Extracted text ->
──────────────────────────────

Influenza infections are also down drastically. Flu regularly infects between 3 percent and 11 percent of the U.S. population and is especially deadly for older or immunocompromised people. The CDC estimates that in an average year, flu kills around 36,000 people and hospitalizes almost half a million.
According to the CDC’s lead flu tracker Lynnette Brammer, the adoption of COVID-19 prevention measures in the spring of 2020 coincided with a drop in the percent of positive flu tests from more than 20 percent to less than 1 percent — and that number has stayed low through the fall and now into winter (SN: 9/18/20). In December 2019, the CDC’s clinical lab FluVue reported 50,526 positive flu tests. In December 2020, that number was just 454. Preliminary data suggest this trend is continuing into January, when flu season typically peaks.
Brammer says the numbers of flu tests are steady, so it’s not that people aren’t going to get tested. They just aren’t spreading it around as much.
Dropping diseases
Positive tests for influenza and RSV have dropped drastically since COVID-19 prevention measures were put into place in March 2020.
Positive U.S. flu and RSV tests, October 2019–January 2021
Some other infections, like parainfluenza, also seem to have declined with COVID-19 prevention measures, but viruses like rhinoviruses continue near their normal season levels. It could be because these viruses, unlike flu and RSV, aren’t as thoroughly destroyed by handwashing and using sanitizers.
This great news comes with a warning, though. Fewer infections means fewer people being exposed and gaining immunity to these viruses, building up a population susceptible to these infections later. That could fuel a deadly rebound in infections post COVID-19, Baker, the Princeton epidemiologist, and her colleagues reported December 1 in Proceedings of the National Academy of Sciences. In the analysis, the team assumed COVID-19 precautions would reduce RSV and influenza infections by 20 percent, but the decrease is proving to be much larger.

──────────────────────────────

According to the passage on falling flu and RSV infections, how many positive flu tests did the CDC's clinical lab FluVue report in December 2020?

──────────────────────────────

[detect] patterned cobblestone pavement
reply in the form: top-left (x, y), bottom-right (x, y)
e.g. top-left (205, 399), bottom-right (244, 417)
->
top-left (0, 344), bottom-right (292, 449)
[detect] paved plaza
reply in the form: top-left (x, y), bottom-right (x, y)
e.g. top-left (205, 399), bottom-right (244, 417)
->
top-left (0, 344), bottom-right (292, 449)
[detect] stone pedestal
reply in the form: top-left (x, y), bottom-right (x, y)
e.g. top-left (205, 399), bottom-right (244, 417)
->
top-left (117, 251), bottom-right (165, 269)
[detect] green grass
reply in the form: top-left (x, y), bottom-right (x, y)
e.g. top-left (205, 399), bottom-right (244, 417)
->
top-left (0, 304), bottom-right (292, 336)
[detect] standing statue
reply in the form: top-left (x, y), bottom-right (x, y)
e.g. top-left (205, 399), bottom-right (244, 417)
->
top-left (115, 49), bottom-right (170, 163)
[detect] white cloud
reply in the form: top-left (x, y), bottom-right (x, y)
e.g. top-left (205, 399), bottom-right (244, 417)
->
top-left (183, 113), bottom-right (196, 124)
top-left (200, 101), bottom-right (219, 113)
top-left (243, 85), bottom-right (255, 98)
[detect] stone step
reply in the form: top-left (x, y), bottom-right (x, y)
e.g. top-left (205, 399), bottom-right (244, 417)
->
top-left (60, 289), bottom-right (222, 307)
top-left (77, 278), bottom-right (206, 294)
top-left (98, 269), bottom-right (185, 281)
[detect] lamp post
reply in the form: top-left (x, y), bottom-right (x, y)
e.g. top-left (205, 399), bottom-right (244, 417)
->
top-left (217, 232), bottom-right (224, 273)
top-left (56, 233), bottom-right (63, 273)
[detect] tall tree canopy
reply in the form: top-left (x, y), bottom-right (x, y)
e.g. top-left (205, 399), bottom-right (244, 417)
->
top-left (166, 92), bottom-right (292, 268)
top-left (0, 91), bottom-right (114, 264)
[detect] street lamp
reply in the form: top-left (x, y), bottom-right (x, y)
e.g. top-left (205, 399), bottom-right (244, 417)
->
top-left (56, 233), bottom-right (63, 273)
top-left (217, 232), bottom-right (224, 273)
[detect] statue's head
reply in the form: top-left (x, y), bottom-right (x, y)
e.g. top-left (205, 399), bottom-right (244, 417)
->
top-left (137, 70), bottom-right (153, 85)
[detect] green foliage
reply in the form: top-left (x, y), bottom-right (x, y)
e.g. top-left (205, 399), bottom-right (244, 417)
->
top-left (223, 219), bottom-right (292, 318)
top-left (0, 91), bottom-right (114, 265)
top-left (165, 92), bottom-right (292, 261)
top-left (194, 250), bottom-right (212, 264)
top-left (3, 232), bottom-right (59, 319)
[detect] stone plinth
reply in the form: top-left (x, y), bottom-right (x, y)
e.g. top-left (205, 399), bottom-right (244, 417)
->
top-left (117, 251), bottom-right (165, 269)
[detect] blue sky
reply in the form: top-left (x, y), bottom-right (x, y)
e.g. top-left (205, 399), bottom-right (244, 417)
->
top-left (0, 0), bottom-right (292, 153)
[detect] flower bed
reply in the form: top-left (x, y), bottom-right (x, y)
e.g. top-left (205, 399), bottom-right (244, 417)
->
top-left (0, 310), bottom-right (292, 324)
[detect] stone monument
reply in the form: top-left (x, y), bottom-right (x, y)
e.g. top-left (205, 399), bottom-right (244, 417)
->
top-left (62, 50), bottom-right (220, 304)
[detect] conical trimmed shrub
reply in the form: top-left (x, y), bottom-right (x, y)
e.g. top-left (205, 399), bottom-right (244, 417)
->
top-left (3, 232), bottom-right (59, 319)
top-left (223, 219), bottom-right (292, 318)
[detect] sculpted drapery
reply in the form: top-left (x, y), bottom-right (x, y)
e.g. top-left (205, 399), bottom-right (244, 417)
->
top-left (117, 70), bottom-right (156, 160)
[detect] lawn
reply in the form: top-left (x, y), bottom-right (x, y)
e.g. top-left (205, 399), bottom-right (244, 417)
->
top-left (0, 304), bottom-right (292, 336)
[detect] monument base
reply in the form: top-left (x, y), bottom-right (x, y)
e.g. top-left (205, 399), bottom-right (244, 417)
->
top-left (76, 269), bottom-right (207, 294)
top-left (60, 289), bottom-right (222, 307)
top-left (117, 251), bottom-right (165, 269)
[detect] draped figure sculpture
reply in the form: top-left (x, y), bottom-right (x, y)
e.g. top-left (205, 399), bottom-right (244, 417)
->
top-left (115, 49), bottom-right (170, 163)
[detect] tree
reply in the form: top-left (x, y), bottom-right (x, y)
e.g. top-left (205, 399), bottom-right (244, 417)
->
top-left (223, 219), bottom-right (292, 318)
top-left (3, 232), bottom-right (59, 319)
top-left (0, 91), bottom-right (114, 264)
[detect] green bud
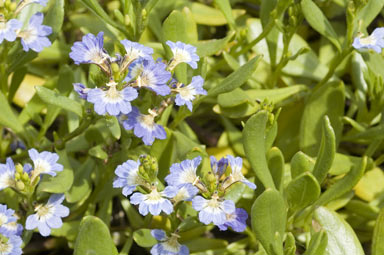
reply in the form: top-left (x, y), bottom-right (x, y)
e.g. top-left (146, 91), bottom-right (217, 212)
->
top-left (16, 181), bottom-right (25, 190)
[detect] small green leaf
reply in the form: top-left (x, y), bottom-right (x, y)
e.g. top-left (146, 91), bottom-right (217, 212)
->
top-left (313, 157), bottom-right (367, 209)
top-left (300, 82), bottom-right (345, 157)
top-left (243, 110), bottom-right (275, 189)
top-left (372, 208), bottom-right (384, 255)
top-left (208, 56), bottom-right (261, 97)
top-left (74, 216), bottom-right (118, 255)
top-left (35, 86), bottom-right (83, 117)
top-left (267, 147), bottom-right (284, 190)
top-left (313, 116), bottom-right (336, 184)
top-left (301, 0), bottom-right (341, 51)
top-left (285, 172), bottom-right (320, 211)
top-left (304, 230), bottom-right (328, 255)
top-left (251, 189), bottom-right (287, 255)
top-left (0, 92), bottom-right (23, 133)
top-left (311, 207), bottom-right (364, 255)
top-left (133, 228), bottom-right (157, 247)
top-left (291, 151), bottom-right (315, 178)
top-left (195, 32), bottom-right (235, 58)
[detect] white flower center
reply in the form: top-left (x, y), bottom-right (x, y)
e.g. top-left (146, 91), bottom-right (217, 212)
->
top-left (104, 85), bottom-right (123, 103)
top-left (179, 86), bottom-right (196, 101)
top-left (173, 48), bottom-right (192, 63)
top-left (139, 114), bottom-right (155, 131)
top-left (35, 205), bottom-right (55, 220)
top-left (0, 238), bottom-right (13, 254)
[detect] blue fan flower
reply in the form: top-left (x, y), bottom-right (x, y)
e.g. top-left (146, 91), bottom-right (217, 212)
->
top-left (25, 194), bottom-right (69, 236)
top-left (0, 158), bottom-right (15, 190)
top-left (352, 27), bottom-right (384, 53)
top-left (18, 12), bottom-right (52, 52)
top-left (192, 194), bottom-right (236, 226)
top-left (0, 19), bottom-right (23, 44)
top-left (87, 82), bottom-right (138, 116)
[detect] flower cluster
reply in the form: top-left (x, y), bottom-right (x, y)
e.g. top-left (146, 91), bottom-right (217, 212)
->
top-left (69, 32), bottom-right (207, 145)
top-left (0, 149), bottom-right (69, 240)
top-left (113, 155), bottom-right (256, 254)
top-left (0, 0), bottom-right (52, 52)
top-left (352, 27), bottom-right (384, 53)
top-left (0, 204), bottom-right (23, 255)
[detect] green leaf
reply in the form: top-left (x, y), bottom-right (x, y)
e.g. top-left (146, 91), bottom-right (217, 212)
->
top-left (304, 230), bottom-right (328, 255)
top-left (74, 216), bottom-right (118, 255)
top-left (195, 32), bottom-right (235, 58)
top-left (35, 86), bottom-right (83, 117)
top-left (37, 151), bottom-right (73, 193)
top-left (301, 0), bottom-right (341, 52)
top-left (251, 189), bottom-right (287, 255)
top-left (372, 208), bottom-right (384, 255)
top-left (313, 116), bottom-right (336, 184)
top-left (243, 110), bottom-right (275, 189)
top-left (313, 157), bottom-right (367, 209)
top-left (356, 0), bottom-right (384, 29)
top-left (65, 157), bottom-right (96, 203)
top-left (300, 82), bottom-right (345, 157)
top-left (208, 56), bottom-right (261, 97)
top-left (44, 0), bottom-right (64, 41)
top-left (314, 207), bottom-right (364, 255)
top-left (0, 92), bottom-right (23, 133)
top-left (267, 147), bottom-right (284, 190)
top-left (214, 0), bottom-right (236, 30)
top-left (133, 228), bottom-right (157, 247)
top-left (291, 151), bottom-right (315, 178)
top-left (285, 172), bottom-right (321, 211)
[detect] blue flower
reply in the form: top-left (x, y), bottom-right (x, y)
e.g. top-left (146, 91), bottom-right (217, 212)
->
top-left (223, 155), bottom-right (256, 189)
top-left (165, 156), bottom-right (201, 187)
top-left (87, 82), bottom-right (138, 116)
top-left (123, 107), bottom-right (167, 145)
top-left (0, 158), bottom-right (15, 190)
top-left (120, 39), bottom-right (153, 70)
top-left (0, 204), bottom-right (16, 227)
top-left (0, 221), bottom-right (23, 237)
top-left (25, 194), bottom-right (69, 236)
top-left (0, 19), bottom-right (23, 44)
top-left (18, 12), bottom-right (52, 52)
top-left (130, 187), bottom-right (173, 216)
top-left (151, 229), bottom-right (189, 255)
top-left (166, 41), bottom-right (200, 70)
top-left (352, 27), bottom-right (384, 53)
top-left (28, 149), bottom-right (64, 181)
top-left (125, 58), bottom-right (172, 96)
top-left (209, 156), bottom-right (228, 180)
top-left (0, 234), bottom-right (23, 255)
top-left (174, 75), bottom-right (207, 111)
top-left (113, 160), bottom-right (144, 196)
top-left (218, 208), bottom-right (248, 232)
top-left (192, 194), bottom-right (236, 226)
top-left (73, 83), bottom-right (90, 100)
top-left (69, 32), bottom-right (109, 66)
top-left (163, 183), bottom-right (199, 203)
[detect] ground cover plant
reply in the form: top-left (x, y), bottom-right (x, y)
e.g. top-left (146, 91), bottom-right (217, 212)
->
top-left (0, 0), bottom-right (384, 255)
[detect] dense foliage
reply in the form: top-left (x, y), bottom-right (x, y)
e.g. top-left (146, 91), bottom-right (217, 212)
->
top-left (0, 0), bottom-right (384, 255)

──────────────────────────────

Answer to the exercise ->
454